It’s been a couple days now since Sam Hinkie and the rest of the Sixers’ management unveiled their master plan after weeks of keeping the public in the dark. Step one of the Hinkie era was the jettisoning of the team’s all-star point guard, Jrue Holiday, and the 42nd pick to New Orleans for Nerlens Noel (taken with the 6th pick) and a top-5-protected first round pick in next year’s draft. Noel, ironically the player listed in our draft preview as not being in the Sixers’ plans, will be a focal point of the rebuild as the team fully embraces a tanking strategy. In order to properly bottom out for the loaded 2014 draft, the team had to get rid of its best player and avoid another late lottery finish. For too many years now, the Sixers have been stuck in the NBA’s ‘middle-class’, not good enough to compete with teams employing the league’s upper echelon superstars, and not bad enough to find one of those superstars of their own via the draft. In one fell swoop, Hinkie ensured that would no longer be an issue.
The future of the team will be Noel, Michael Carter-Williams (taken with the 11th overall pick), and next year’s two first-round picks. Ideally, the Sixers’ pick yields the luckiest lottery ping pong ball of the decade, earning them the Canadian LeBron, Andrew Wiggins, and the Pelicans’ selection finishes in the mid-lottery. Even if the team doesn’t luck into the first overall pick, the 2014 draft class is loaded and tremendous prospects such as Duke’s Jabari Parker or Oklahoma State’s Marcus Smart will be available to them.

### Work order A:
Decide whether each statement below agrees with the Sixers passage, answering yes or no and quoting the deciding words: (i) Jrue Holiday went to New Orleans together with the 42nd pick. (ii) Nerlens Noel was taken with the 11th overall pick. (iii) The first-round pick the Sixers received is top-10-protected.
### Work order B:
In the Sixers passage, who is called "the Canadian LeBron"?
### Work order C:
Please pull out the stretch of the Sixers passage from "The future of" through "available to them.", word for word.

### Excerpted data:
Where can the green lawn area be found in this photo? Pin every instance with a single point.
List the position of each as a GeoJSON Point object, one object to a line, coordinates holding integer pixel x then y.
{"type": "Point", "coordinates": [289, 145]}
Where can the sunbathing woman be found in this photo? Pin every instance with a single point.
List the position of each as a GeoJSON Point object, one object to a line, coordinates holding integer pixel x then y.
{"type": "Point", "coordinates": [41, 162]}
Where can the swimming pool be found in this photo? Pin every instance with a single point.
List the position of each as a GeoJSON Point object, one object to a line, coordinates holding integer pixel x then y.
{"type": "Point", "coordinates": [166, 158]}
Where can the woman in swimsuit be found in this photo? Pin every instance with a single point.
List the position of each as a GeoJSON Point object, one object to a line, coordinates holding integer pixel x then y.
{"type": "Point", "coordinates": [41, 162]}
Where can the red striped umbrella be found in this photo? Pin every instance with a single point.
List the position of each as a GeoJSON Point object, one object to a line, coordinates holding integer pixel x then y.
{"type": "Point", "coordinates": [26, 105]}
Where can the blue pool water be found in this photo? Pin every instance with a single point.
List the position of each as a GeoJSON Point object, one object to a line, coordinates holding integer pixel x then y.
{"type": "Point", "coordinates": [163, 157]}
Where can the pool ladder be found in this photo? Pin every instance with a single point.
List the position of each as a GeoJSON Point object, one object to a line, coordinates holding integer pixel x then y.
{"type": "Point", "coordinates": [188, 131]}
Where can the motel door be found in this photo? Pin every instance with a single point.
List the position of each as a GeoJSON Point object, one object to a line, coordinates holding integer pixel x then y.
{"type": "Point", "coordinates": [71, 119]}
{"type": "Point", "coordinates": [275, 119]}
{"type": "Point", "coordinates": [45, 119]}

### Task response A:
(i) Yes: "the jettisoning of the team’s all-star point guard, Jrue Holiday, and the 42nd pick to New Orleans"
(ii) No: "Nerlens Noel (taken with the 6th pick)"
(iii) No: "a top-5-protected first round pick in next year’s draft"

### Task response B:
Andrew Wiggins.

### Task response C:
The future of the team will be Noel, Michael Carter-Williams (taken with the 11th overall pick), and next year’s two first-round picks. Ideally, the Sixers’ pick yields the luckiest lottery ping pong ball of the decade, earning them the Canadian LeBron, Andrew Wiggins, and the Pelicans’ selection finishes in the mid-lottery. Even if the team doesn’t luck into the first overall pick, the 2014 draft class is loaded and tremendous prospects such as Duke’s Jabari Parker or Oklahoma State’s Marcus Smart will be available to them.